**MATERIAL SUPPLIED**
────────────────────────────────────────

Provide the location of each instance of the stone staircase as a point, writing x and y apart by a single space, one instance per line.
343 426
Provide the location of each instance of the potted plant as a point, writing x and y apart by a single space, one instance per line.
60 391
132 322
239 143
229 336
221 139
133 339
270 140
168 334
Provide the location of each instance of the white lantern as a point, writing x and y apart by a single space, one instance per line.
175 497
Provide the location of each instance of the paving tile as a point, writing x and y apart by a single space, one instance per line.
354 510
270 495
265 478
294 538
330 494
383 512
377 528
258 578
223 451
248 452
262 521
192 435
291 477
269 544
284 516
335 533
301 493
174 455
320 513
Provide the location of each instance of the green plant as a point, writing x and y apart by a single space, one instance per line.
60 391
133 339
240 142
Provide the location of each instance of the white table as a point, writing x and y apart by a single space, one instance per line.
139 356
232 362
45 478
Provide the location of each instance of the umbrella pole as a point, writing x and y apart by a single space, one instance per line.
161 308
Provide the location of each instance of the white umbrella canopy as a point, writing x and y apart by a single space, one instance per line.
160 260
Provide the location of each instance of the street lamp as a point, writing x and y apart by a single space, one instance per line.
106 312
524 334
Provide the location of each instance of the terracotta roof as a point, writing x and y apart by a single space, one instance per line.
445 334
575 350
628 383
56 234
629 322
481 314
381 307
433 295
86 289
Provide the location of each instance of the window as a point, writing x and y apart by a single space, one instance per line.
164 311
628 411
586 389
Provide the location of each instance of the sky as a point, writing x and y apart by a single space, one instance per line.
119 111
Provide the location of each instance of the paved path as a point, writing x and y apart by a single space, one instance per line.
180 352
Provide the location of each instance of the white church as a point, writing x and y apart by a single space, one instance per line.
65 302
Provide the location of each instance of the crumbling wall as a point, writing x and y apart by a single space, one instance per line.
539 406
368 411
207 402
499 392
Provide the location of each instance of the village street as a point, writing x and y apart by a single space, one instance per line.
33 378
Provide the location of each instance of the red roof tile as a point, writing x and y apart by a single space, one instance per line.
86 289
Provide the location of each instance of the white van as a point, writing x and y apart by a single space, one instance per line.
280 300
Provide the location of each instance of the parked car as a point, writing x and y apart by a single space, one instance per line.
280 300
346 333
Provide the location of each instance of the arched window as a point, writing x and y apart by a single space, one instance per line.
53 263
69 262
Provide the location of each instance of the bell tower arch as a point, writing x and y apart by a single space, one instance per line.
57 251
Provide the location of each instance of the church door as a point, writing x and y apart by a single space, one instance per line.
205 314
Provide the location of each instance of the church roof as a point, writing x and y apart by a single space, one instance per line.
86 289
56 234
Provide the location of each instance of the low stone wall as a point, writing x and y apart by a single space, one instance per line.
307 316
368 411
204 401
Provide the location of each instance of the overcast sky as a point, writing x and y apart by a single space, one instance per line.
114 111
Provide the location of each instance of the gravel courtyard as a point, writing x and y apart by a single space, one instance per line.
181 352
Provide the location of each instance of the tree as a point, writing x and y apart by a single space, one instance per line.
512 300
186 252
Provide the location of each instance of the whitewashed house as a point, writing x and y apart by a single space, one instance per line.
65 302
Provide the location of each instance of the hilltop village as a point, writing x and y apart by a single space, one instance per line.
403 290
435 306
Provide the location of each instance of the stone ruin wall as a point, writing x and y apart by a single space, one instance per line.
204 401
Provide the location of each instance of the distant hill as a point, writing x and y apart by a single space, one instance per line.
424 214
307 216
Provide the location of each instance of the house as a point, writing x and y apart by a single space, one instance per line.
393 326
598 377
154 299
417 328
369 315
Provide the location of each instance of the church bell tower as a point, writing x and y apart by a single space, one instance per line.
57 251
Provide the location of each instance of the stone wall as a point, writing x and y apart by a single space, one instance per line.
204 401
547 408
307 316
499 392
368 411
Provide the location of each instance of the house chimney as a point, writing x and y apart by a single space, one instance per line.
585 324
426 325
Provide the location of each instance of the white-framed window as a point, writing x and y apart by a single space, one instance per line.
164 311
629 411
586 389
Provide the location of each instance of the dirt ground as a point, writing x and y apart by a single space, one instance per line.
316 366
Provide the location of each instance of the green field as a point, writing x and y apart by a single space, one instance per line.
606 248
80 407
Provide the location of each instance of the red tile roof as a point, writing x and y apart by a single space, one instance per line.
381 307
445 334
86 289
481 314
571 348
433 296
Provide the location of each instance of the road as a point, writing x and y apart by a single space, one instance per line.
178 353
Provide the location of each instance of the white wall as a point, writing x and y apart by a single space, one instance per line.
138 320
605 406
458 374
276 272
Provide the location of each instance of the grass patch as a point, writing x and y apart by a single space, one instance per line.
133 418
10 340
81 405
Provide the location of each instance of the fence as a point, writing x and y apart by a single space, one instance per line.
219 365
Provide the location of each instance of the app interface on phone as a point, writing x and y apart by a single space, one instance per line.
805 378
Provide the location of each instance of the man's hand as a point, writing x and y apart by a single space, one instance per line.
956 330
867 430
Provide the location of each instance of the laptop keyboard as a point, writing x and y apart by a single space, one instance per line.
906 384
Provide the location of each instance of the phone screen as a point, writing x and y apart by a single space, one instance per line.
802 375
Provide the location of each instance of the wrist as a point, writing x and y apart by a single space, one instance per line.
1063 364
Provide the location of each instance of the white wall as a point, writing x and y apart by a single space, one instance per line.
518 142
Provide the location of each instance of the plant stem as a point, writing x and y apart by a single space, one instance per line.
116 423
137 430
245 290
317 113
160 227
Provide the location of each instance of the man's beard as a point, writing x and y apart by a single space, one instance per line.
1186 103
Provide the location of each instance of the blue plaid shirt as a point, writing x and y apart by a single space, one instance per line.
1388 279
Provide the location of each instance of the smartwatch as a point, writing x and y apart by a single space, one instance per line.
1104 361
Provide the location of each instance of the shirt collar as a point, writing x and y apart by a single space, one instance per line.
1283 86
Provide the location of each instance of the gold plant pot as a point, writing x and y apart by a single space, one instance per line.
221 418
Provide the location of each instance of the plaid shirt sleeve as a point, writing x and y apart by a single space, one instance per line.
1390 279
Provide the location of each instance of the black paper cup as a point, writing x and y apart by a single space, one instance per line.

────────────────────────────────────────

**DIRECTIONS**
Exact repetition is required for the lines from the one that contains "Provide the location of each instance of the shirt" through the final line; leave out everything else.

**RESULT OF THIS TASK**
Provide the location of each instance of the shirt collar as a point, writing x and y apart by a single space, one instance per line.
1283 86
Provide the location of each instance of the gold plant pot as a point, writing x and y apart by a single space, one instance per line.
221 418
Provide the location of each instance of the plaid shirt sleeve as a point, writing x and y apart by a single space, one instance per line.
1390 279
Provide the location of each instance of the black paper cup as a point, writing x and y apart by a single space, one instance per line.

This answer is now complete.